John Gabriel Borkman
by Henrik Ibsen

in a new version by Frank McGuinness
Directed by James Macdonald

Abbey Theatre, Brooklyn Academy of Music, NYC

With Fiona Shaw, Joan Sheehy, Lindsay Duncan, Cathy Belton, Marty Rea, Amy Molloy, Alan Rickman, John Kavanagh

Arguably one mark of an exceptional production of a classic play is its ability to behold the cultural moment, examine it from unusual perspectives, turn it upside down and sideways, burrow through it, and ultimately transcend it in a way that reveals the timelessness and indefatigability of our cultural and emotional obsessions. John Gabriel Borkman, the story of a family desperate to restore its respectability after its patriarch, a financier, ruins their reputation through embezzlement and fraud, effortlessly kindles a collective sense of comeuppance and schadenfreude. Yet in place of obvious allusions to contemporary financial villains, the play depicts a disturbed, macabre family warped by a potent mixture of narcissism and grief. Damaged relatives fight tooth and nail to recover shreds of lost dignity, and they transform their gloomy household into a battlefield where weary egos vie for primacy and survival.

The most combative and volatile of all is Gunhild, the wife who saw her once-honorable family name dragged through mud, and who inhabits the ground floor of a unkempt Gothic manor while her husband, the Borkman of the title, confines himself to the second story, which he had not left since he was released from prison. As this brittle and scathing woman, Ms. Shaw stalks and limps about the stage with the rancor of a vulture. Seething with suspicion and contempt, downtrodden but not defeated, Gunhild is a striking theatrical creation whose presence is nothing short of electrifying. The plot is set in motion when Gunhild receives an unexpected visit from her sister Ella (an elegant and stately Lindsay Duncan). Ella had raised the Borkmans’ son teenage Erhart and paid to prevent the seizure of the Borkmans’ assets. Gunhild’s indebtedness to her sister rankles Gunhild and amplifies her humiliation, so she becomes apoplectic when the childless Ella expresses her desire to adopt Erhart (a naïve and effusive Marty Rea). Gunhild will not surrender her son, her only hope for redemption, and so instigates a ruthless tug-of-war.

Actions to take
a) Please reproduce the stretch of the rows from their first line through the line containing "0;375;615;654", with both ends included.
b) Carry on the theater review of John Gabriel Borkman from the point where it stops.
The theater review above and the rows below come from unrelated sources.

Record extracts
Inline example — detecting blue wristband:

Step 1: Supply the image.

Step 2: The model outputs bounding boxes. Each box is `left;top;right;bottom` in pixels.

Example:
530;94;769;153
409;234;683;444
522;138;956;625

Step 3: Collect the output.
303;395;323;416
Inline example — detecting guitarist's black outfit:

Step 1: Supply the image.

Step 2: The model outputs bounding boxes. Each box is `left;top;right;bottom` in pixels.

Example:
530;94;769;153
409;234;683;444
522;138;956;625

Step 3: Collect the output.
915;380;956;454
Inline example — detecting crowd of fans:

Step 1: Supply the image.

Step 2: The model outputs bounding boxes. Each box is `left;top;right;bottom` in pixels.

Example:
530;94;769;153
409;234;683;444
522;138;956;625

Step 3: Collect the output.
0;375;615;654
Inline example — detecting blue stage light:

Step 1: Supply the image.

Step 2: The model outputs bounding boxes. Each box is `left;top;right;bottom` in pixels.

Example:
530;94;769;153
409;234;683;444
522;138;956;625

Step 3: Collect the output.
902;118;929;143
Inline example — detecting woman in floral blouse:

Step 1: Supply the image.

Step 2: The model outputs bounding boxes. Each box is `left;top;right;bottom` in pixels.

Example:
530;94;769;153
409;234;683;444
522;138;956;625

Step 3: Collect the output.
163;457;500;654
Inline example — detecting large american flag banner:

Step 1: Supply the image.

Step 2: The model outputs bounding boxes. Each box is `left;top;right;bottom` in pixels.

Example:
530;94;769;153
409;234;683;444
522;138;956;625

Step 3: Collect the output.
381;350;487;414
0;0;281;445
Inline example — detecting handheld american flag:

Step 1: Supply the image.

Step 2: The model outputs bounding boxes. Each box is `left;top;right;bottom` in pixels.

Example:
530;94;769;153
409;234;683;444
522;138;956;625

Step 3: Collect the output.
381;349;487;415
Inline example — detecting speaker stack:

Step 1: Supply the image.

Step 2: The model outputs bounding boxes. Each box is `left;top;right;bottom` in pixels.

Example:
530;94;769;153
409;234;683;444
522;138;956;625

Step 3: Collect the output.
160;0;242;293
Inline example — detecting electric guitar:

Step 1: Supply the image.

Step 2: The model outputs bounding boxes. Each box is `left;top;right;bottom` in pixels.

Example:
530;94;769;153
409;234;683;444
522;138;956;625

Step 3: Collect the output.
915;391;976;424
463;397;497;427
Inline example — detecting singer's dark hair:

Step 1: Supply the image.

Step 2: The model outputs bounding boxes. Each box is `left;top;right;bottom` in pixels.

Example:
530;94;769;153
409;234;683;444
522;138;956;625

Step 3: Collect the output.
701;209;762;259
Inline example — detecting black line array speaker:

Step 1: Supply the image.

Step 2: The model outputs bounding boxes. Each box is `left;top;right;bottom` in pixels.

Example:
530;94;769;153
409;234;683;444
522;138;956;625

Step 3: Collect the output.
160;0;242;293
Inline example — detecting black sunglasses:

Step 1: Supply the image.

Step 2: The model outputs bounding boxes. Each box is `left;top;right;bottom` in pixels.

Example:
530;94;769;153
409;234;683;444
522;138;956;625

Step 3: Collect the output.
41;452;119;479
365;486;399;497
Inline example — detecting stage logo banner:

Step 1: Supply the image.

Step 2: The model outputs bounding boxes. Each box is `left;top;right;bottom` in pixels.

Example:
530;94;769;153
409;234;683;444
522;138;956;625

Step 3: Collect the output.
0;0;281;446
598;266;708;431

The results
a)
Inline example — detecting blue wristband:

Step 1: Supply the image.

Step 2: The model outputs bounding boxes. Each box is `left;top;right;bottom` in pixels.

Example:
530;94;769;153
409;234;683;444
522;138;956;625

Step 3: Collect the output.
303;395;323;416
Inline example — detecting guitarist's black outfit:

Step 1: Supply the image.

Step 2: The model outputs bounding boxes. Each box is `left;top;right;bottom` in pixels.

Example:
530;94;769;153
409;234;683;444
522;138;956;625

Step 3: Collect the output.
915;380;956;454
Inline example — detecting crowd of fans:

Step 1: Supply the image.

Step 2: The model outputs bounding boxes. Each box is `left;top;right;bottom` in pixels.

Example:
530;94;769;153
409;234;683;444
522;138;956;625

Step 3: Collect the output.
0;375;615;654

b)
The ghostly Borkman himself can’t be bothered to descend from his upper-story exile to arbitrate the bickering of the women below. As the haughty and morose financier, whose hubris is megalomaniacal and whose self-absorption is sociopathic, Alan Rickman is an irresistible study of subtlety and restraint. As his expression shifts between each sly smirk and somber glare, he effortlessly embodies an unscrupulous businessman indulging in private comeback fantasies. His pastime is tormenting his guileless sidekick, Vilhelm (John Kavanaugh), an old man who visits him daily and whose teenage daughter shows up to play the piano. Borkman believes that his reputation will be rehabilitated, and he shines his shoes compulsively in expectation of some important visitor. Condescending and snide, he oozes egotism and places personal ambition above love and family. Like the women, he pins his hopes for redemption on Erhart, presuming that Erhart’s untarnished reputation will whitewash Borkman’s disgrace.

Just as pressure mounts and stakes approach the proportions of classical tragedy, Ibsen achieves a dexterous and sensational sleigh of hand. When Erhart finally returns to parse through his family’s demands and expectations, this riveting psychological drama turns into a farce as the characters’ motivations, previously combustible and severe, appear absurd and utterly delusional. Erhart, a carefree teenager full of youthful indiscretion, doesn’t concern himself with family baggage or obligations. As in all great drama, the conclusion, which involves Erhart’s affair with a deliciously manipulative sexpot widow, is both surprising and inevitable, and deeply satisfying.

The outdoor coda, in which a cleansing snowstorm envelops the woods surrounding the Borkman estate, is lovely and stirringly emblematic. The woes and preoccupations of a flawed, headstrong clan are swept away to reveal an immaculate landscape, which a new generation will sully with its own miseries and mistakes.